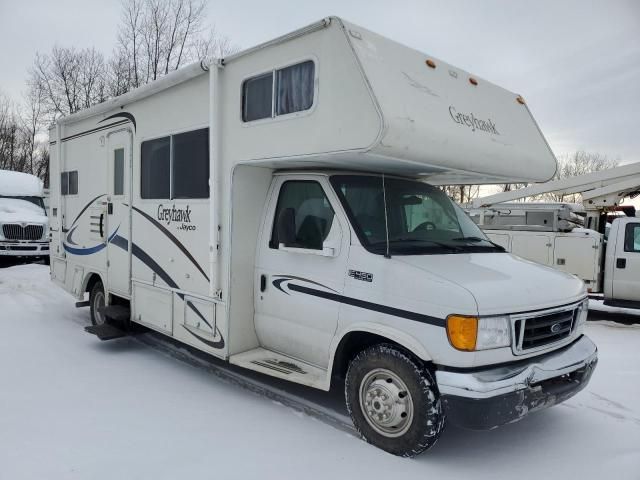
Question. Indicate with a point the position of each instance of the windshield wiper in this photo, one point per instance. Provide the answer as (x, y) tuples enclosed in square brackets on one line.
[(445, 246), (478, 239)]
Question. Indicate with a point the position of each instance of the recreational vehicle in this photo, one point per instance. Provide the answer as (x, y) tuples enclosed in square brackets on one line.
[(24, 229), (278, 209)]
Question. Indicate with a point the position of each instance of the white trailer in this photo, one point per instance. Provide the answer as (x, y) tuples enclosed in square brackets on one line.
[(24, 230), (270, 208), (606, 259)]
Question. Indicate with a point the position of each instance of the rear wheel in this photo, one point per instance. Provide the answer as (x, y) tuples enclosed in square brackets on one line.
[(393, 401), (97, 300)]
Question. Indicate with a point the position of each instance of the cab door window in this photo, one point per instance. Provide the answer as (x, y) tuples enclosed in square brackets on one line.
[(303, 216)]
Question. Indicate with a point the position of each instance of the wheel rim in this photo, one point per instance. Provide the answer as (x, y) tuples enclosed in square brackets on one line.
[(386, 402), (98, 302)]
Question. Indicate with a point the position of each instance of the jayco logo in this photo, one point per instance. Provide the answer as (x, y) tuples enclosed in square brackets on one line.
[(472, 122), (176, 215)]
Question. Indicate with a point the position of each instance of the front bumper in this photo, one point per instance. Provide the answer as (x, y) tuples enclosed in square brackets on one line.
[(24, 249), (484, 399)]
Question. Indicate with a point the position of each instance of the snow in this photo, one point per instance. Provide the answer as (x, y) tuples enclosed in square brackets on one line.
[(20, 184), (16, 210), (72, 407)]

################

== Objective ==
Present every line of the material above as a numbered list, leaving out blank lines and the pictures.

== Correct result ==
1. Question. Indicate with a point the position of each instance of the windshield wiper in this photo, one point per instance. Provide the answer as (x, y) tuples enclosed in square brackets on one line.
2. [(445, 246), (478, 239)]
3. Question. Indicate with a point the position of each instance of the recreational vehicle in this photo, one point per instance. Provide the answer as (x, y) tuples enclosed in square brackets on one line.
4. [(24, 229), (278, 209)]
5. Question. Indicate with a point the position of each instance of the white trailer in this photo, one point per instance. Provide the answer as (x, y) tuples enclosed in square brackets on one line.
6. [(24, 230), (270, 208), (606, 259)]
7. Question. Indicate with a point the position of each instance of the rear wheel in this photo, one point per instance. Provide the answer as (x, y) tuples enclosed in square brackets on one line.
8. [(393, 401), (97, 300)]
9. Question. Indicate with a point the position of each instance of the cab door window in this photo, one point per instance. Provide the answer as (x, y) tuples enclosed in square brackets on one line.
10. [(303, 216)]
11. Question. Indicate with a point the position of each instance of the wheel rim in this photo, one point per instance. Provide the answer as (x, y) tuples enclosed in square brackets on one line.
12. [(386, 402), (98, 302)]
13. Question. Indicate with a point the position of each instance of the jayco logo in this photo, one point per instance. Provide the answer as (x, y) tuples enclosed in square brackets on one line.
14. [(472, 122), (176, 215)]
15. Question. Indicate with a point the position of each instance of the front bumper in this photo, one point per instance. Provide the answer as (x, y) tuples enclosed in square brackets on one line.
16. [(24, 249), (484, 399)]
17. Question. Indicate with a point the position of each instance of the snow in this photo, one point per instance. Provide the answer as (x, y) tuples enclosed in square brackets on one line.
18. [(20, 184), (16, 210), (72, 407)]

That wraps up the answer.